- TASK INPUTS

========

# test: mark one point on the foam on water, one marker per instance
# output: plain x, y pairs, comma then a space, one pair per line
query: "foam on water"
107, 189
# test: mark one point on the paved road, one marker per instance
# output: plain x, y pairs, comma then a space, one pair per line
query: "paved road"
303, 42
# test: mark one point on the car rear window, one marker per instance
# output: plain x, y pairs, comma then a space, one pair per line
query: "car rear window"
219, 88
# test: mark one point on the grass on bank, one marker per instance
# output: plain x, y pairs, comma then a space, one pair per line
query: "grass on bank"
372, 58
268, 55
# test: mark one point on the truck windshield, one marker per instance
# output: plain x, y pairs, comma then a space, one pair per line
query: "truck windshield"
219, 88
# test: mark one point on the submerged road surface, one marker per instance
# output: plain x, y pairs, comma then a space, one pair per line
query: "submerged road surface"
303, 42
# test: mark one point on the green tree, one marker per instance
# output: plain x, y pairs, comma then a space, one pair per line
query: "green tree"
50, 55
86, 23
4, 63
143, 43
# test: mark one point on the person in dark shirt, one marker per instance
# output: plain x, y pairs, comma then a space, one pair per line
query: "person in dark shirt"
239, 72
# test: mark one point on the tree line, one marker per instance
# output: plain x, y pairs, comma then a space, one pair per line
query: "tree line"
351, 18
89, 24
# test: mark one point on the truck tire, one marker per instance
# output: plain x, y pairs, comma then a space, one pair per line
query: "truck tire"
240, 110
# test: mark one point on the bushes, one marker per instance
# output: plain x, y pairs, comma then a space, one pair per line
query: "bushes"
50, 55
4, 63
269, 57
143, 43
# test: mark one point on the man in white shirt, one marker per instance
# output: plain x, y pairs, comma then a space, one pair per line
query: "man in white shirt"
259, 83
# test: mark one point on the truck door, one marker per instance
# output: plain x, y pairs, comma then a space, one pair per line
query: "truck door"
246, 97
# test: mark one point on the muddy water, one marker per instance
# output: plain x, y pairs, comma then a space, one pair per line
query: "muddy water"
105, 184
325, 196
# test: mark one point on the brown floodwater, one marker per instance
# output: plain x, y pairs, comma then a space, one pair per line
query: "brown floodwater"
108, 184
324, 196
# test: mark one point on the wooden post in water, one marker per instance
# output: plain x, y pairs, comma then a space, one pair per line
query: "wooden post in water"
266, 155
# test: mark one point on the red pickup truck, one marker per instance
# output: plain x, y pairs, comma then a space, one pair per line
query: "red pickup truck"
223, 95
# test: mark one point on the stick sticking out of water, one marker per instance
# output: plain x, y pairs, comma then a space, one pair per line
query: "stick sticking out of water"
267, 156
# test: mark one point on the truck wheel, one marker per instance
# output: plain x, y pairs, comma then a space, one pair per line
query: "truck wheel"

========

- WHAT THE EXERCISE ASKS
Copy out, without changes, the stretch of the listing from the line containing "# test: mark one point on the stick" through the end of the listing.

- TASK RESULT
# test: mark one point on the stick sticking out of water, one marker per instance
# output: plain x, y pairs, comma then a space, one pair per line
query: "stick sticking out of water"
267, 156
# test: mark one point on the truck wheel, one marker per instance
# output: plain x, y pairs, comma then a space, one pair per line
query: "truck wheel"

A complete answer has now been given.